#### SUPPLIED PASSAGE
Michael Davis: Don’s A Friend
Don is a friend.
I wrote most of this some time ago but, as with about 20 other articles, told my editors not to run it until a suitable time of my choosing.
The first date I had for this was Christmas. I was going to London at Don’s invitation, but circumstances changed that. I was a bit bummed because Neil Gaiman and I would have hooked up and seen his play together. Rich Johnson had promised to take me to this private club he said I would enjoy. I wasn’t too keen on that until I googled the club. It wasn’t a brothel or a Satan worshiping club. If I told you the name, you’d have second thoughts too.
I then decided the day to run this would be on Father’s Day. Last week I changed my mind, so it’s running today.
I met my friend Don because of a favor. Don wanted to get Comic-Con tickets for some young family members. So, a mutual friend called me. Once I secured the tickets, I told the mutual friend where they could be picked up.
Don called me personally to thank me and asked if there was anything he could do for me. I thought that was nice but told him it wasn’t necessary. I meant that. I’m not a fan of the ‘you wash my back; I’ll wash yours’ way of doing things.
Fast forward, Don and I become friends. I’m at his LA home, and I’m drawn to a painting on the wall. I’m blown away by this work of art. I ask Don if the offer is still open to do something for me. Don says, “Anything.”
“Can I have this painting?” I ask. “Sure. It’s yours!” he answers. Then he realizes the painting I’m talking about.
“Sorry, that one you can’t have.” He says. Before I can go into my stick about keeping your word and how devastated I am, Don says, “My father painted that.”
I don’t know how long Don talked about his dad; it could have been 15 minutes or 12 hours; however long, it wasn’t long enough.
His father was a remarkable man, and hearing Don talk was like hearing a voiceover to a Ken Burns documentary. What struck me wasn’t just Don’s love and respect for his dad but the pride he took in being his father’s son.
########
#### SUPPLIED INFORMATION
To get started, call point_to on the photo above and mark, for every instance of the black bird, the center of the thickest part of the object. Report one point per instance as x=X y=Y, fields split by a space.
########
→ **ACTIVITIES**
[1] In the essay about Don, why does Don take back his offer of the painting on the wall of his LA home? Answer in one to three sentences.
[2] Could you copy the part of the essay about Don that starts with "I then decided" and goes on through "of doing things.", word for word?
Nothing in the listing is needed.

→ **TASK-BY-TASK RESULTS**
[1] Don takes back the offer because his father painted that picture. He had first said "Sure. It's yours!" before he realized which painting Davis meant.

[2]
I then decided the day to run this would be on Father’s Day. Last week I changed my mind, so it’s running today.
I met my friend Don because of a favor. Don wanted to get Comic-Con tickets for some young family members. So, a mutual friend called me. Once I secured the tickets, I told the mutual friend where they could be picked up.
Don called me personally to thank me and asked if there was anything he could do for me. I thought that was nice but told him it wasn’t necessary. I meant that. I’m not a fan of the ‘you wash my back; I’ll wash yours’ way of doing things.